#### DESCRIPTION OF THE TASK
Repeat the lines from the one containing "Locate the orange" through the end of the lines, both included, exactly as they stand.

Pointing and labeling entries

━━━━━━━━━━━━━━━━━━━━

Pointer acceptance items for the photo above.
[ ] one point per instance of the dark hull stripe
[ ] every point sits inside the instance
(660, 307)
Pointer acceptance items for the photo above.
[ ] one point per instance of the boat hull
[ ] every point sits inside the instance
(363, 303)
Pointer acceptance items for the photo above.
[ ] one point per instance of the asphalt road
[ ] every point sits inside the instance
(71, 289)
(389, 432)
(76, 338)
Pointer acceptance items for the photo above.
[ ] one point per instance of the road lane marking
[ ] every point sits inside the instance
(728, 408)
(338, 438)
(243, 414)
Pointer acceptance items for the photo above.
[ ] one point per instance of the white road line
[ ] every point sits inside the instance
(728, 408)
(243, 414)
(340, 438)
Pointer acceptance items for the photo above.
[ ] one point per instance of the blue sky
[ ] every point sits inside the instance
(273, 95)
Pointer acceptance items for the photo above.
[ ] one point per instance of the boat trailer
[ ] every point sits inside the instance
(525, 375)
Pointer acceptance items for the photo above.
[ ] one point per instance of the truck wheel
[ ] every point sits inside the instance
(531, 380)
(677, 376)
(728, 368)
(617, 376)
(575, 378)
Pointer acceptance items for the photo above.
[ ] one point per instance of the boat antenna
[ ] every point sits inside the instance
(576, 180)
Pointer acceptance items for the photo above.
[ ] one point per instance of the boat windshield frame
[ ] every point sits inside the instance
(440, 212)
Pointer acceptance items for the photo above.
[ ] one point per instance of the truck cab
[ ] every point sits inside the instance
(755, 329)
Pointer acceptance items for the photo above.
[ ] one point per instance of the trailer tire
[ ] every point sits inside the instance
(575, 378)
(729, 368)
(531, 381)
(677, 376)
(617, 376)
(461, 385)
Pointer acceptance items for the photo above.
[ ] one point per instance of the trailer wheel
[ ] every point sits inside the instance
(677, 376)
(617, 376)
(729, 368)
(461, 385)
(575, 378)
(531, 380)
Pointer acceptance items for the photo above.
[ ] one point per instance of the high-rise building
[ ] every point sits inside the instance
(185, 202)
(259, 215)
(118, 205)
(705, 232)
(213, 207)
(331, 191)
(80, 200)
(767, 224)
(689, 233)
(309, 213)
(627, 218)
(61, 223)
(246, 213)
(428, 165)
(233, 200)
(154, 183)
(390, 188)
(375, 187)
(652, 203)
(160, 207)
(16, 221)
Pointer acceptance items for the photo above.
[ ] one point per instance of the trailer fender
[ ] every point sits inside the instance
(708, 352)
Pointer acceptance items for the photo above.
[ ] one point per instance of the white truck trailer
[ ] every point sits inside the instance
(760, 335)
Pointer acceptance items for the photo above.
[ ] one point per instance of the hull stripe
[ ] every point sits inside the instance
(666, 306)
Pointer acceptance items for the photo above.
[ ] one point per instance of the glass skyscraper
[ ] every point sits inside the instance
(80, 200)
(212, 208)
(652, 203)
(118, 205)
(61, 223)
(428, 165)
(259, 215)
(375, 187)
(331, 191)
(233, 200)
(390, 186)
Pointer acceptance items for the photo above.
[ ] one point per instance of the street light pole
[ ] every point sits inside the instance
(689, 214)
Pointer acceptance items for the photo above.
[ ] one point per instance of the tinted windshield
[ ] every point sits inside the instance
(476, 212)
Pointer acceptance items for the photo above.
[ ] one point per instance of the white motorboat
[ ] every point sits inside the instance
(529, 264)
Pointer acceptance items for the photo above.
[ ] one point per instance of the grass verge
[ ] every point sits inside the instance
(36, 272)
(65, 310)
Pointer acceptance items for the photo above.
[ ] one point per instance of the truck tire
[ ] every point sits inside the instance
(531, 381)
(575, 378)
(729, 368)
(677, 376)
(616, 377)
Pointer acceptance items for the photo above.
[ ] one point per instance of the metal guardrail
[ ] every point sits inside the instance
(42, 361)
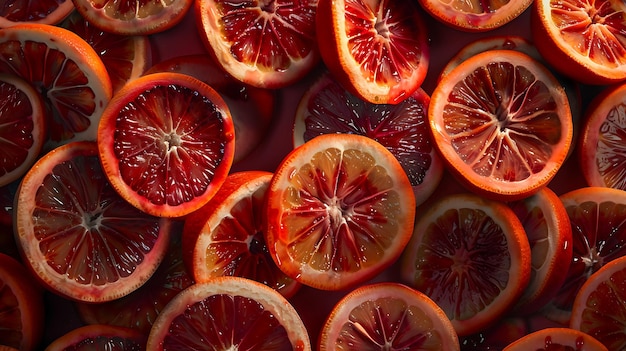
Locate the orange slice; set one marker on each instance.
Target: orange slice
(387, 316)
(340, 210)
(229, 313)
(472, 257)
(376, 50)
(502, 123)
(166, 143)
(80, 238)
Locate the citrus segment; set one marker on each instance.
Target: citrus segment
(377, 50)
(387, 316)
(471, 256)
(340, 210)
(229, 313)
(80, 238)
(502, 123)
(166, 143)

━━━━━━━━━━━━━━━━━━━━

#### ANSWER TO THIS EXERCISE
Locate the orange slice; set one marker on each instance.
Target: orange slice
(387, 316)
(340, 210)
(229, 313)
(472, 257)
(376, 50)
(502, 123)
(166, 143)
(80, 238)
Locate the citrus segment; set one marker on each instance.
Target: citrus segment
(377, 50)
(387, 316)
(471, 256)
(340, 210)
(229, 313)
(80, 238)
(502, 123)
(166, 143)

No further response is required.